## Problema a resolver
Filtre a listagem abaixo e copie cada linha que contém a palavra "white". Maiúsculas e minúsculas contam.

[Registros]

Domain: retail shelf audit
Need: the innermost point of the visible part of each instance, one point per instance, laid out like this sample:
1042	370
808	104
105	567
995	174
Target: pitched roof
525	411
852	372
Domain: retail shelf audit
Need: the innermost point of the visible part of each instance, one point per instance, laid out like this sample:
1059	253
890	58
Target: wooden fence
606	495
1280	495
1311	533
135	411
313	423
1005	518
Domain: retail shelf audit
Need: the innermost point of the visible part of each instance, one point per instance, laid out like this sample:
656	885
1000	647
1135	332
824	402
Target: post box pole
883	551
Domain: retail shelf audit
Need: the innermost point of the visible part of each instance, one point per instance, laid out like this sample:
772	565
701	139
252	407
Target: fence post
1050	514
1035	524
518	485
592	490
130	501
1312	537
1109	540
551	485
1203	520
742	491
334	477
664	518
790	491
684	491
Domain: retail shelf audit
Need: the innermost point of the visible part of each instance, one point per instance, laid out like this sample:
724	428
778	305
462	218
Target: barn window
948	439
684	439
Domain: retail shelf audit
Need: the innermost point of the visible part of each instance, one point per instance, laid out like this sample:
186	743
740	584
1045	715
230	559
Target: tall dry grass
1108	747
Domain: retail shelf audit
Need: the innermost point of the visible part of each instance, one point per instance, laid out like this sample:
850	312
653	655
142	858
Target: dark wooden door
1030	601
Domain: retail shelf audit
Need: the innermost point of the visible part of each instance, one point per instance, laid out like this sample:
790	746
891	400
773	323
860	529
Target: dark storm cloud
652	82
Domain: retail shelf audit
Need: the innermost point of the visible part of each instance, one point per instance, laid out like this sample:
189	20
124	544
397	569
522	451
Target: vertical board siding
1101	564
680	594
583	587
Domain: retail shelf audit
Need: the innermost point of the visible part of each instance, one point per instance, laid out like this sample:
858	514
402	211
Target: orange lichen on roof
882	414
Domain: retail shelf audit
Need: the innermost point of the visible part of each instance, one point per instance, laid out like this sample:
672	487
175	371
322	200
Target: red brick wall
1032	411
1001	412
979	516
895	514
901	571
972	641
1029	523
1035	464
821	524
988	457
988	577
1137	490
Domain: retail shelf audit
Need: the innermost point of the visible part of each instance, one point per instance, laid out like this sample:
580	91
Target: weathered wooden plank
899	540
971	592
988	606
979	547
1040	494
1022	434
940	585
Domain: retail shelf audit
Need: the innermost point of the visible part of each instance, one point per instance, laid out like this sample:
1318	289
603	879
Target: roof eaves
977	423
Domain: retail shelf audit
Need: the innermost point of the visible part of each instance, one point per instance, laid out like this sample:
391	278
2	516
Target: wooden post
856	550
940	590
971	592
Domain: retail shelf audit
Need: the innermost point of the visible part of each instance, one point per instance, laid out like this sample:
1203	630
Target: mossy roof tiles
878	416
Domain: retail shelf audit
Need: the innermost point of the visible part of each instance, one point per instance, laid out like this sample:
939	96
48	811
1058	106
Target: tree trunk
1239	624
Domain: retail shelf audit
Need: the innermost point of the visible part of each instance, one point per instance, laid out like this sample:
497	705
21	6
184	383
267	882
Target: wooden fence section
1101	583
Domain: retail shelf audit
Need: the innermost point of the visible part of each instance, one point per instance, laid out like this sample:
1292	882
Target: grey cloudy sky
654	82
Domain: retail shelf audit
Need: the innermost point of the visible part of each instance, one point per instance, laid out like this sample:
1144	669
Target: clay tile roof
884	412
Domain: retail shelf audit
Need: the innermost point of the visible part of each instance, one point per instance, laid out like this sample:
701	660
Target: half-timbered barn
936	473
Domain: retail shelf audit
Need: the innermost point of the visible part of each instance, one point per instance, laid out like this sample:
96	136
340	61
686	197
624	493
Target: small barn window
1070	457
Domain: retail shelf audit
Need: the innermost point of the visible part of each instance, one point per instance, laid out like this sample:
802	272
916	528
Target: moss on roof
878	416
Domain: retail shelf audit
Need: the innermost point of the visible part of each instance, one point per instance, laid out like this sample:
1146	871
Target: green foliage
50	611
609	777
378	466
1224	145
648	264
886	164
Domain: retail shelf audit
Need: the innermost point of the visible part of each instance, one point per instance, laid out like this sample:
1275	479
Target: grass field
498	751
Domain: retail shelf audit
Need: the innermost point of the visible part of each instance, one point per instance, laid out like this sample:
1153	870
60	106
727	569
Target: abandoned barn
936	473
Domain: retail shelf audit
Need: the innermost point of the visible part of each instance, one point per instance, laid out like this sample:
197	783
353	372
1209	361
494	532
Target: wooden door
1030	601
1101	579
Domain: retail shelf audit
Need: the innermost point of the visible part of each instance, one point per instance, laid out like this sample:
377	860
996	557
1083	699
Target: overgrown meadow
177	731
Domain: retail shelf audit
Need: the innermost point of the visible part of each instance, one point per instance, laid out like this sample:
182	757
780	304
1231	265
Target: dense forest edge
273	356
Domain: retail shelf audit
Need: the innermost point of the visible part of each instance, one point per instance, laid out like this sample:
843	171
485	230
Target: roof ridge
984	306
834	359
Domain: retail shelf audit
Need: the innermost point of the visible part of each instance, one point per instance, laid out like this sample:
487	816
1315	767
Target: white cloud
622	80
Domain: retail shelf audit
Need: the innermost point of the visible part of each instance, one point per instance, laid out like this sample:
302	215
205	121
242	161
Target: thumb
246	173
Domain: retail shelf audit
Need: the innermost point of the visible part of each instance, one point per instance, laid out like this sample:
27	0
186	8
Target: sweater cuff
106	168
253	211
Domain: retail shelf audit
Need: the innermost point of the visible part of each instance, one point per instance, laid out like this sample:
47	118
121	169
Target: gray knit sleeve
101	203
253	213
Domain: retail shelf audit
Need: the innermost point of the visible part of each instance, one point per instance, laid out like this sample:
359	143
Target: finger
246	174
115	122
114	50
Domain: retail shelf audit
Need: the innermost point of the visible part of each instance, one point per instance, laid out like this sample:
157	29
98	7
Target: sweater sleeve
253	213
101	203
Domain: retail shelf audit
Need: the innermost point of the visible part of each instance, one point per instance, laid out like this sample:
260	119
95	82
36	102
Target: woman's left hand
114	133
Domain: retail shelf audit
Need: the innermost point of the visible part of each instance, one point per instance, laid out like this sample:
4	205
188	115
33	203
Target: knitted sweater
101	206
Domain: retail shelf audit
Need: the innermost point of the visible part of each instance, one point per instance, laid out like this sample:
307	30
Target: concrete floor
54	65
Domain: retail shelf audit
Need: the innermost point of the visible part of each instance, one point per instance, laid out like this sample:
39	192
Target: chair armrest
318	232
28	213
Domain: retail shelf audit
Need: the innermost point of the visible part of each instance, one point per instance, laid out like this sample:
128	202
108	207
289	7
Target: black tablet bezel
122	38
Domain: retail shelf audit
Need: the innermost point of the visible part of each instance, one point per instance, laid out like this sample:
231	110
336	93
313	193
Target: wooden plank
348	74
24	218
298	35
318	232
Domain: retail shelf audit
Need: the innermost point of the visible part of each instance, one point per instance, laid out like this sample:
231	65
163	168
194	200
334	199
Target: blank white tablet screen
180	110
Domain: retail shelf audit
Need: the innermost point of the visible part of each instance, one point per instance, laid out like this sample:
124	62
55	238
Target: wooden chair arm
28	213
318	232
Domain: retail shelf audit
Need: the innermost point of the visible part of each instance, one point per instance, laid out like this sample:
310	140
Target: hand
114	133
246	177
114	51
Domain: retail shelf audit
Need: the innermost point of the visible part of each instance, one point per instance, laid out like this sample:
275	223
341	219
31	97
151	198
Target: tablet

## Resposta final
Target: white cloud
Target: blank white tablet screen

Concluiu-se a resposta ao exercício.